• [STATED GOAL 1]: Repeat word for word the stretch of the records below from the line containing "the squirrel neck" through the end of the records.

===============

Franck-Dernoncourt/NeuroNER

Bypassing spacy for deployment of a pretrained model

asmundur opened this issue · 0 comments

I'm using NeuroNER in connection with other NER models, and I have bit a problem I can't seem to figure out now.

This setup does very much depend on identical tokenization, and using spacy for the others is out of the question. Implementing the tokenizer we're using seems to time consuming and complicated to be feasible.

For training, this was easy to accomplish, since providing the data in CONLL format does bypass the tokenizer, as the CONLL format is tokenized already, and it works as well for the deploy set provided. So the functionality I require is in the project.

Consider these lines in the documentation

from neuroner import neuromodel
nn = neuromodel.NeuroNER(train_model=False, use_pretrained_model=True)
nn.predict('SOME STRING TO BE TAGGED')

I need something that works very similar to this, that is, a predict function that can be called repeatedly without having to initialize the model again, but instead of taking just a plain string, it takes a file in the CONLL format.

Is it possible to do this directly without modifying the source project? and if not, how difficult would it be to modify the project so that this functionality which already is in NeuroNER, would be exposed so it can be called as a member function of the NeuroNER class?

The most obvious and simplest solution to this that I have thought of is to reverse engineer the predict functionality in the training process, and implement a new predict_conll function that would work similar to how predict works now. But I highly doubt that this is the best approach, or even feasible.

I understand that this is related to these two issues, but not exactly the same problem.
#30
#126

===============

• [STATED GOAL 2]: Transcribe the stretch of the NeuroNER issue above from "I'm using NeuroNER" through "to be feasible.".

===============

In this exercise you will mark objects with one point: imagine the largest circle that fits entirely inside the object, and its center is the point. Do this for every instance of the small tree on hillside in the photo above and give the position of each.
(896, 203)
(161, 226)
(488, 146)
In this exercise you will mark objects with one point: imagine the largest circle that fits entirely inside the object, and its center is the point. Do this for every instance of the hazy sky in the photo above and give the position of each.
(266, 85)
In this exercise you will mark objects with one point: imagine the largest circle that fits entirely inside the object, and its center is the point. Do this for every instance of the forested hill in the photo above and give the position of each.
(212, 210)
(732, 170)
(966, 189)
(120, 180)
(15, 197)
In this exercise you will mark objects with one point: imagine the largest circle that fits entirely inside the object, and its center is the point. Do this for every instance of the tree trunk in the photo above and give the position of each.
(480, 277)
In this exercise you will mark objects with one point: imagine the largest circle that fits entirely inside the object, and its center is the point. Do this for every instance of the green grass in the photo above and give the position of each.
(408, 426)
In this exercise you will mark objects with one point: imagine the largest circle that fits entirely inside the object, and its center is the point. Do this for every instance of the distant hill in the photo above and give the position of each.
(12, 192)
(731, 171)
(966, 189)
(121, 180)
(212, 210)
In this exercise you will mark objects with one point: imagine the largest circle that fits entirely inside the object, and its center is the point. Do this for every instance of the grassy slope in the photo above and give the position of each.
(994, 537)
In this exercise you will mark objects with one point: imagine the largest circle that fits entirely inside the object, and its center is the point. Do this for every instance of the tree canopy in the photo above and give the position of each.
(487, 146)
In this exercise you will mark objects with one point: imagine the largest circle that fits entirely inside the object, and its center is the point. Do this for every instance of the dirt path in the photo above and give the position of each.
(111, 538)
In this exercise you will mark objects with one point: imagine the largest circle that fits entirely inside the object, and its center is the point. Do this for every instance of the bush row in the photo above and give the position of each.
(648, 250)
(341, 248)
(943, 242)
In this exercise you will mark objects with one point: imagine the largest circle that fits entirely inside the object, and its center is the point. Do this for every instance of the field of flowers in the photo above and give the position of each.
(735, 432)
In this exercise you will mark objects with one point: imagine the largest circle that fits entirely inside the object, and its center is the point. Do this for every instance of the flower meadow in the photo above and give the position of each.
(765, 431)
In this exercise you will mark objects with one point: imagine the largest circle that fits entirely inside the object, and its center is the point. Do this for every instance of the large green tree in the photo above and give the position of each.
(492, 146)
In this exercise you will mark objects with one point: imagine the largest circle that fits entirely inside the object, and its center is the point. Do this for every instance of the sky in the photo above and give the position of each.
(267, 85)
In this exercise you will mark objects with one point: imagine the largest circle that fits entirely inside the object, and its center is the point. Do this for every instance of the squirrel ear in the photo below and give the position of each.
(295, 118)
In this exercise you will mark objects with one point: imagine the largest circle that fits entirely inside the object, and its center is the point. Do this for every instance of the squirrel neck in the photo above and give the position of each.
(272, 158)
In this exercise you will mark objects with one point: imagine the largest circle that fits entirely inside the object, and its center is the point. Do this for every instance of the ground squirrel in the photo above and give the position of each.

===============

• [CORRECT OUTPUT 1]:
In this exercise you will mark objects with one point: imagine the largest circle that fits entirely inside the object, and its center is the point. Do this for every instance of the squirrel neck in the photo above and give the position of each.
(272, 158)
In this exercise you will mark objects with one point: imagine the largest circle that fits entirely inside the object, and its center is the point. Do this for every instance of the ground squirrel in the photo above and give the position of each.

• [CORRECT OUTPUT 2]:
I'm using NeuroNER in connection with other NER models, and I have bit a problem I can't seem to figure out now.

This setup does very much depend on identical tokenization, and using spacy for the others is out of the question. Implementing the tokenizer we're using seems to time consuming and complicated to be feasible.